### Text segment
---+---

Ethics, all too often, takes a reactive backseat in the face of waves of new industrial and technological change. We often consider the effects of new technologies after they have already been adopted and after we’ve seen the problems these new technologies have created. Members of the quantum technology community have the historic opportunity to advance ethical considerations along with the development of the technology itself to bring about a safe and fair quantum era. To facilitate this conversation, The Quantum Daily will offer a regular series of articles and multimedia content about ethical issues facing the quantum technology industry and ask that ethicists, philosophers, quantum enthusiasts and experts help us not just understand those ethical challenges — but help us design some proactive, solutions-based efforts to develop quantum technologies that benefit the most people.
Nobody likes change — and that’s what new technologies do: produce change. We can predict, then, that if quantum technology realizes just a fraction of its potential, it may produce change of historic proportions. As with other technological upheavals, we can expect that people will respond to those changes in fairly common ways, from adoption to avoidance and from acceptance to defiance. If we also use the past as a guide, most societies are completely caught off guard by both the change — and those responses to change. A look at the failure to fully grasp the upheaval of the Internet and social media just a few decades ago should serve as a reminder.
For those in the quantum community, now is the time to begin to understand how technologies may impact our lives and our society, how we can manage that change and how we can steer the effects of that change to produce overall beneficial outcomes.
Here are a few — perhaps a tip of an iceberg few — ethical challenges facing the quantum computing community.
“It’s early days for the quantum industry. That provides a rare opportunity to embed inclusive practices from the start and build a responsible and sustainable roadmap for quantum computing.”
One of the problems of quantum technology isn’t so much that it will produce change — it will — but that only certain groups of people will be in a position to capitalize on this impending change. It’s further possible, as seen in current debates surrounding AI and data science, that with technological knowledge comes not just power, but a centralization of power. And with this centralization of power, we would expect a centralization of wealth in a world where income equity is already a problem.
If quantum replaces classical, the trend could continue and, because quantum programming is nearly mystifying compared to classical logic, quantum technology could be held in the hands of even fewer quantum-tech savvy adopters and programmers, which, then, may drive an even deeper wedge between the quantum haves and have nots.
Solutions that can create quantum technology that benefits the most people and builds a quantum industry that’s inclusive and diverse range from awareness to design.
Shohini Ghose, quantum physicist and professor of physics and computer science at Wilfrid Laurier University, writes in the Harvard Business Review that careful planning now is the key to these solutions.
“Who will develop and have access to quantum technology, and how will users engage with it? The impact of AI and blockchain has demonstrated the need to consider the social, ethical, and environmental implications of new technologies. It’s early days for the quantum industry. That provides a rare opportunity to embed inclusive practices from the start and build a responsible and sustainable roadmap for quantum computing.”

---+---

### Task requirements
- a) Reproduce, word for word, the passage of the quantum ethics text that runs from "If quantum replaces" up to and including "awareness to design.".
- b) Pick up the text on ethics in quantum technology after its last sentence and carry it forward.

Named object pointing records
---+---

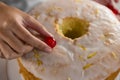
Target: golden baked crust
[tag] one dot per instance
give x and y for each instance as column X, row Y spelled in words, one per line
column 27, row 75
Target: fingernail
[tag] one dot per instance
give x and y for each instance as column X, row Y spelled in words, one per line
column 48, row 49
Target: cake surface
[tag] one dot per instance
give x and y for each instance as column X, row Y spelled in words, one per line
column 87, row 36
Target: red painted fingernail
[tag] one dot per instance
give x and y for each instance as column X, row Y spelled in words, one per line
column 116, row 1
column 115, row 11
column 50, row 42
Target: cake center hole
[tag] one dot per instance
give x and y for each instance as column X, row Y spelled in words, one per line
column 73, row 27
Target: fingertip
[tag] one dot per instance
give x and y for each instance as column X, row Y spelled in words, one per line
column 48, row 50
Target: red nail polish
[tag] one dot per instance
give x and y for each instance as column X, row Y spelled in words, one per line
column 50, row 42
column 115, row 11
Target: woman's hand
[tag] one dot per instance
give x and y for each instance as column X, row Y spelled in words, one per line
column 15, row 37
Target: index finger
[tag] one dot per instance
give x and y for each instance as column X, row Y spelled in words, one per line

---+---

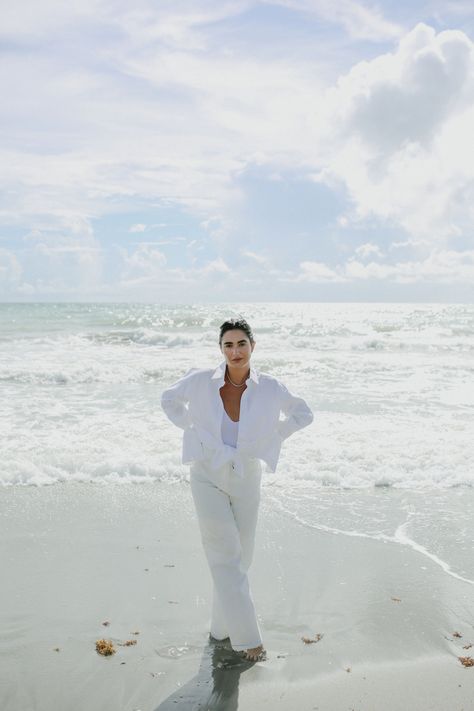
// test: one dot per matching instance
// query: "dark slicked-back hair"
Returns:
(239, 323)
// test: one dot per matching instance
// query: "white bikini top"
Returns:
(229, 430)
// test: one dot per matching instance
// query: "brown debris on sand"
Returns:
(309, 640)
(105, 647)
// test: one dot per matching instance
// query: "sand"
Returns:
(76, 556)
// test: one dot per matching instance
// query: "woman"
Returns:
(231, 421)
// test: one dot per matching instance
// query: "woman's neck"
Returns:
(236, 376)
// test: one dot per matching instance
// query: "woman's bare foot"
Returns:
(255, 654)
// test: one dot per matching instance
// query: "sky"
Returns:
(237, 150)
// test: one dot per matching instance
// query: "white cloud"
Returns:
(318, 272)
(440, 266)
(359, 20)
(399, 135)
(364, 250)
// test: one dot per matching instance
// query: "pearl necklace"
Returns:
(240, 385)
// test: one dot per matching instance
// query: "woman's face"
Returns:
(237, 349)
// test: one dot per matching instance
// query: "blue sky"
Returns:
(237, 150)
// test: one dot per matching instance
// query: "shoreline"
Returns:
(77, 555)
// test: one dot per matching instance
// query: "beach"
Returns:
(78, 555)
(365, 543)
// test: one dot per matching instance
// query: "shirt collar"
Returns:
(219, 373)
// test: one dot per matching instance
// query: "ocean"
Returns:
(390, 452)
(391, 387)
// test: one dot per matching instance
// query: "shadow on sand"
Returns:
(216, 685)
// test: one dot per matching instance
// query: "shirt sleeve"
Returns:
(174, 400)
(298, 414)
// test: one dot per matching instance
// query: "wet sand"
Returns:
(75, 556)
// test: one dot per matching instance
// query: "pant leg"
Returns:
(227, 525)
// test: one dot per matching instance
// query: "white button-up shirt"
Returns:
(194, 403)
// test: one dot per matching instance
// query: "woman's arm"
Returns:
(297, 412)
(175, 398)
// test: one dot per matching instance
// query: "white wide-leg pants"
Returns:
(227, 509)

---+---

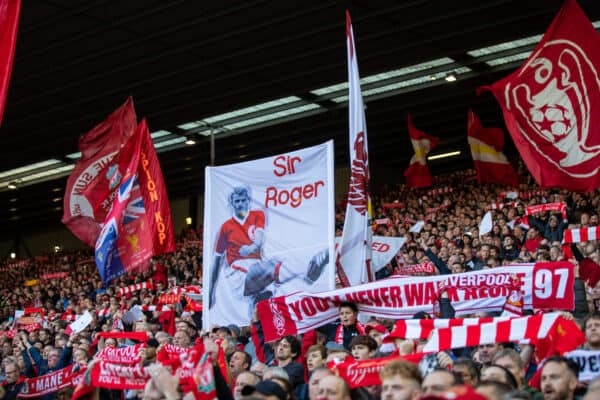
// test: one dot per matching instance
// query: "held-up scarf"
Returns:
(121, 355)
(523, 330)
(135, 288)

---+---

### The answers
- a)
If quantum replaces classical, the trend could continue and, because quantum programming is nearly mystifying compared to classical logic, quantum technology could be held in the hands of even fewer quantum-tech savvy adopters and programmers, which, then, may drive an even deeper wedge between the quantum haves and have nots.
Solutions that can create quantum technology that benefits the most people and builds a quantum industry that’s inclusive and diverse range from awareness to design.

- b)
Privacy and Security
For ethicists, quantum computing wields a double-edge sword for privacy and security concerns. Quantum technology can present nearly uncrackable codes and nearly unhackable networks. On the other hand, the power of quantum computing may progress to a point that it can easily solve cryptographic techniques that are used to secure private data and financial transactions.
Cryptocurrency advocates also worry that a hacker with a quantum computer could render the multibillion-dollar blockchain industry obsolete.
Technology, ethicists and cybersecurity officials must work together to find innovative solutions that ensure that quantum provides the best security while minimizing its ability to damage privacy.
Technology experts and policy makers alike have struggled with the ethical dilemmas surrounding artificial intelligence and machine learning. AI and ML can only be as smart and as fair as its programs and its programmers. The technology industry has had to deal with AI programs that threatened privacy and programs that has racial and gender biased. While quantum AI is only in its beginning stages, theoretically it will be considerably more powerful than its classically trained cousin.
If so, its power to help and hurt will be compounded. While the technology industry, by most accounts, was caught flatfooted in its approach to the ethical challenges of AI, the quantum industry can’t afford to be — the stakes are considerably higher.
The Hype-Fear-Disappointment Cycle
In the last few years, quantum technology has advanced rapidly. This advance, coupled with the often bizarre, definitely counterintuitive nature of quantum mechanics, has led to breathless reporting in the media of each new finding and each new product launch.
For those in the quantum industry, this is both an opportunity and a challenge. In the short term at least, quantum entrepreneurs and industry stalwarts can easily spread the word about new products and investment announcements. However, experts warn not to push quantum into the top perch on the peak of the Gartner’s hype cycle. If so, the trough of disillusionment could be crippling. Disillusioned investors might pull back from the industry. And, experts question: How much will a disillusioned public pull back their support of quantum research?
The general public will not all meet overhyped news of quantum breakthroughs with open, welcoming arms. In fact, the very hope that these reports are meant to inspire may create fear and possibly resentment among the public. Spectres of quantum-driven hacking and spooky quantum AI robots may haunt the mass consciousness, and the very premise of quantum mechanics may cause philosophical and even religious backlashes.
Ethically, quantum entrepreneurs must learn to balance promoting their research and their innovations in a competitive landscape while setting realistic expectations to avoid triggering fears and biases.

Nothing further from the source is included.